>> begin Source records
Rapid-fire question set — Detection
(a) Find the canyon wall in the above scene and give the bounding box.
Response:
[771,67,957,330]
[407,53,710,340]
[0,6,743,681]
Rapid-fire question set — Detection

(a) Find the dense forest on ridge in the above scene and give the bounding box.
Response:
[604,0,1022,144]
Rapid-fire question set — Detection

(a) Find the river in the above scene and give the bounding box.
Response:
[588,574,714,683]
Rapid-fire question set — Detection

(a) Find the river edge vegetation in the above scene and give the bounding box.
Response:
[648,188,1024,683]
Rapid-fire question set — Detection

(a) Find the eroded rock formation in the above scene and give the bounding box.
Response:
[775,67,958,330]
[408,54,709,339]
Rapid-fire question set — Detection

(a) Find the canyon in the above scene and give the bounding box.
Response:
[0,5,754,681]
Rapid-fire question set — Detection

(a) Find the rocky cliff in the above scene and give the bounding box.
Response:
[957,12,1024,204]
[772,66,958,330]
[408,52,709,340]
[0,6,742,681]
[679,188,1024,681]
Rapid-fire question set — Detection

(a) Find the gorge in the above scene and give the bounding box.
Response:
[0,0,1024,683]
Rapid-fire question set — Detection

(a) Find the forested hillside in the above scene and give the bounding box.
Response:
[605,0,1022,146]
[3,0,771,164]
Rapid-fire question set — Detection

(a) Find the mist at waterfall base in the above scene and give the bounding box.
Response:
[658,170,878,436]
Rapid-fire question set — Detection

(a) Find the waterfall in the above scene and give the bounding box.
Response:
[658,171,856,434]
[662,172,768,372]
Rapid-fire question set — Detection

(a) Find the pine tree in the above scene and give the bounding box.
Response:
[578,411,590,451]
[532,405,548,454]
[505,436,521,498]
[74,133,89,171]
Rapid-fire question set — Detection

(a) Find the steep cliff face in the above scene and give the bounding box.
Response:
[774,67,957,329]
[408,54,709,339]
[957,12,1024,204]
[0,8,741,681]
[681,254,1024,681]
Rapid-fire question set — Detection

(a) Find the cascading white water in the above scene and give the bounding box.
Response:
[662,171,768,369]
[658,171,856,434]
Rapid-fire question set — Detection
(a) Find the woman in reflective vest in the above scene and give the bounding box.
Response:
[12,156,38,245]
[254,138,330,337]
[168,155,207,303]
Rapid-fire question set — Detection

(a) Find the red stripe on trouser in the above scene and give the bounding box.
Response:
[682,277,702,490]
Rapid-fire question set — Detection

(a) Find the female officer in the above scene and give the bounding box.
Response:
>> end Source records
- Do this -
Copy out the lines of the records, unchanged, from the very first line through the line holding "[0,5,754,681]", including that line.

- Exercise output -
Rapid-fire question set — Detection
(a) Find the canyon wall in the above scene and give the bounding box.
Response:
[771,67,957,330]
[407,53,710,340]
[0,6,743,681]
Rapid-fire question set — Detection

(a) Find the dense forest on ridge in the above scene and give the bounding box.
Response:
[604,0,1022,144]
Rapid-fire question set — Detection

(a) Find the river in the above scene and give the bounding box.
Response:
[588,574,714,683]
Rapid-fire question set — Detection

(a) Find the river edge vegetation in the above scene and give the bounding box.
Response:
[648,188,1024,683]
Rapid-fire question set — Detection

(a) Find the eroded rock formation in the above scene and give the bounding box.
Response:
[775,67,958,330]
[408,54,709,339]
Rapid-fire question set — Detection

(a) Find the canyon in the above scene and give the bounding box.
Response:
[0,5,754,681]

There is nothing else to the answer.